» **Rows**
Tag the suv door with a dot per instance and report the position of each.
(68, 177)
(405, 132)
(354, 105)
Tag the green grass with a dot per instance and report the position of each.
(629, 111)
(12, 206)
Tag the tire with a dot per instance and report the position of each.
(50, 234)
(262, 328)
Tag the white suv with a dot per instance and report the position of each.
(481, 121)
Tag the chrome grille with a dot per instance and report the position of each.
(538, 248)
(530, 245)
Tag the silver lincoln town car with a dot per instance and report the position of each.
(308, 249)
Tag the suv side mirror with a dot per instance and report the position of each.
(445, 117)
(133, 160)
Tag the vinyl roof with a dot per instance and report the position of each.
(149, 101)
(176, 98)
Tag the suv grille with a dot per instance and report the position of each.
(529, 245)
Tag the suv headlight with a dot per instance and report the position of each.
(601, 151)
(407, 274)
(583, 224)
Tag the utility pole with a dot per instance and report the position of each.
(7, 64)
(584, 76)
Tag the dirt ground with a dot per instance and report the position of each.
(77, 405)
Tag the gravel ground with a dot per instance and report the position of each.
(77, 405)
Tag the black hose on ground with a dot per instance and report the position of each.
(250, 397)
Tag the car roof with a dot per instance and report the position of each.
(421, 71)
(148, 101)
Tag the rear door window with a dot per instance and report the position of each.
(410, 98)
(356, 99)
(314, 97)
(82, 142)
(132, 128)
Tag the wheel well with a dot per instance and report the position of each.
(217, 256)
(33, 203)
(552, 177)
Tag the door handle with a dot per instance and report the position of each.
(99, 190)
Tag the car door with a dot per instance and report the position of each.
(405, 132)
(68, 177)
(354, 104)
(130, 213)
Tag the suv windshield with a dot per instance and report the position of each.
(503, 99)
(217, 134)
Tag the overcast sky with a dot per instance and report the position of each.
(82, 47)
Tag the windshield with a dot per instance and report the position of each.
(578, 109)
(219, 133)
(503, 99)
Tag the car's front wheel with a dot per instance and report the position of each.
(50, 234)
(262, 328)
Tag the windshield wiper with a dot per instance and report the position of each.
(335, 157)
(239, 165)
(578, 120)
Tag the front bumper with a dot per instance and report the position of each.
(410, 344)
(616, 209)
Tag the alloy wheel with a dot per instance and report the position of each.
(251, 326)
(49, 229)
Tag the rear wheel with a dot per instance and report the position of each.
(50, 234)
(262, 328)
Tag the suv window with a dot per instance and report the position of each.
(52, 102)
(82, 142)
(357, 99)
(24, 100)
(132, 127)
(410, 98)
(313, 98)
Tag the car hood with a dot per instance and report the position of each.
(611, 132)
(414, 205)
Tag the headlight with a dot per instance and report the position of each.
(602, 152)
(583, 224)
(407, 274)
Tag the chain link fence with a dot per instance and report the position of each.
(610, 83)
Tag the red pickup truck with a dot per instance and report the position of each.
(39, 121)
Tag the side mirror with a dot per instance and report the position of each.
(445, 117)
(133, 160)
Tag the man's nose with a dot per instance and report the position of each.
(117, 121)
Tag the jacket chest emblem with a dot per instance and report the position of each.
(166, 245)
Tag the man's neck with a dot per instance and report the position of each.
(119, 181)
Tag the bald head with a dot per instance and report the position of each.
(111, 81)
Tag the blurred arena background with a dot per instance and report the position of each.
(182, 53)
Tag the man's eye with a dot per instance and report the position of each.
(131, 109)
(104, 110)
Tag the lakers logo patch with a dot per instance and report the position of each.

» **Task directions**
Turn all the rows above into a Markdown table with two columns, No. and Line, putting each line's number under No. and its text under Line and leaving out any blank lines.

» **Task result**
| No. | Line |
|---|---|
| 1 | Tag the suv door with a dot per instance and report the position of each. |
| 2 | (68, 177) |
| 3 | (405, 132) |
| 4 | (354, 105) |
| 5 | Tag the green grass with a dot per instance and report the position of each. |
| 6 | (629, 111) |
| 7 | (12, 206) |
| 8 | Tag the tire with a dot per instance and report the position of each. |
| 9 | (50, 234) |
| 10 | (262, 328) |
| 11 | Tag the white suv with a dot per instance and report the position of each. |
| 12 | (481, 121) |
| 13 | Tag the chrome grille with a dot per instance and report the position of each. |
| 14 | (538, 248) |
| 15 | (530, 245) |
| 16 | Tag the silver lincoln town car with a dot per instance and report the position of each. |
| 17 | (308, 249) |
| 18 | Tag the suv side mirror with a dot per instance and report the position of each. |
| 19 | (445, 117) |
| 20 | (133, 160) |
| 21 | Tag the vinyl roof with a dot per instance and report the position of each. |
| 22 | (149, 101) |
| 23 | (176, 98) |
| 24 | Tag the suv grille with a dot per instance and report the position of each. |
| 25 | (529, 245) |
| 26 | Tag the suv headlight with a dot per instance and report the position of each. |
| 27 | (601, 151) |
| 28 | (407, 274) |
| 29 | (583, 224) |
| 30 | Tag the utility pole with a dot per instance and report the position of each. |
| 31 | (7, 64) |
| 32 | (584, 76) |
| 33 | Tag the dirt ground with a dot per instance and report the position of each. |
| 34 | (77, 405) |
| 35 | Tag the gravel ground with a dot per instance and report the position of each. |
| 36 | (77, 405) |
| 37 | Tag the black hose on ground with a dot per instance and report the position of each. |
| 38 | (250, 397) |
| 39 | Tag the car roof with a dot per instance and report the position of each. |
| 40 | (421, 71) |
| 41 | (148, 101) |
| 42 | Tag the rear door window with a dot per instance and report the position of each. |
| 43 | (410, 98) |
| 44 | (356, 99) |
| 45 | (314, 97) |
| 46 | (82, 142) |
| 47 | (132, 128) |
| 48 | Tag the wheel well with a dot per instance and report the position of each. |
| 49 | (217, 256) |
| 50 | (33, 203) |
| 51 | (552, 177) |
| 52 | Tag the door handle with a dot per instance and report the position of each. |
| 53 | (99, 190) |
| 54 | Tag the car door with a dot per instance and report the position of each. |
| 55 | (405, 132) |
| 56 | (68, 177) |
| 57 | (354, 104) |
| 58 | (130, 213) |
| 59 | Tag the suv windshield with a dot per instance and report the position of each. |
| 60 | (503, 99) |
| 61 | (217, 134) |
| 62 | Tag the overcast sky with a dot per instance and report the position of each. |
| 63 | (82, 47) |
| 64 | Tag the windshield with a dot per instance and report the position of each. |
| 65 | (578, 109) |
| 66 | (219, 133) |
| 67 | (503, 99) |
| 68 | Tag the car's front wheel with a dot per instance and report the position of each. |
| 69 | (50, 234) |
| 70 | (262, 328) |
| 71 | Tag the windshield wiper with a dot per instance and report the position of each. |
| 72 | (335, 157) |
| 73 | (239, 165) |
| 74 | (578, 120) |
| 75 | Tag the front bumper with a dot per instance and report the position of each. |
| 76 | (410, 344) |
| 77 | (616, 209) |
| 78 | Tag the alloy wheel with a dot per instance and report the position of each. |
| 79 | (251, 326) |
| 80 | (49, 229) |
| 81 | Tag the rear wheel with a dot per instance and report the position of each. |
| 82 | (50, 234) |
| 83 | (262, 328) |
| 84 | Tag the suv window with a dot per instance and report the position of each. |
| 85 | (52, 102) |
| 86 | (82, 142) |
| 87 | (357, 99) |
| 88 | (24, 100) |
| 89 | (132, 127) |
| 90 | (410, 98) |
| 91 | (313, 98) |
| 92 | Tag the car hood with a dot per instance and report the position of each. |
| 93 | (611, 132) |
| 94 | (414, 205) |
| 95 | Tag the headlight with a dot per instance and report the position of each. |
| 96 | (602, 152) |
| 97 | (583, 224) |
| 98 | (407, 274) |
| 99 | Tag the chain link fence with a dot per instance and report the position of each. |
| 100 | (610, 83) |
| 101 | Tag the red pickup truck with a dot per instance and report the position of each. |
| 102 | (39, 121) |
| 103 | Tag the side mirror with a dot per instance and report the position of each. |
| 104 | (445, 117) |
| 105 | (133, 160) |
| 106 | Tag the man's nose with a dot per instance and report the position of each. |
| 107 | (117, 121) |
| 108 | Tag the jacket chest emblem with a dot per instance and report the position of each. |
| 109 | (166, 245) |
| 110 | Tag the man's neck with a dot per instance and report the position of each. |
| 111 | (119, 181) |
| 112 | Tag the bald head with a dot per instance and report the position of each. |
| 113 | (111, 81) |
| 114 | Tag the blurred arena background with a dot per instance and report the position of each. |
| 115 | (182, 53) |
| 116 | Tag the man's eye with a dot per instance and report the position of each. |
| 117 | (131, 109) |
| 118 | (104, 110) |
| 119 | Tag the lakers logo patch with a dot per instance and report the position of each. |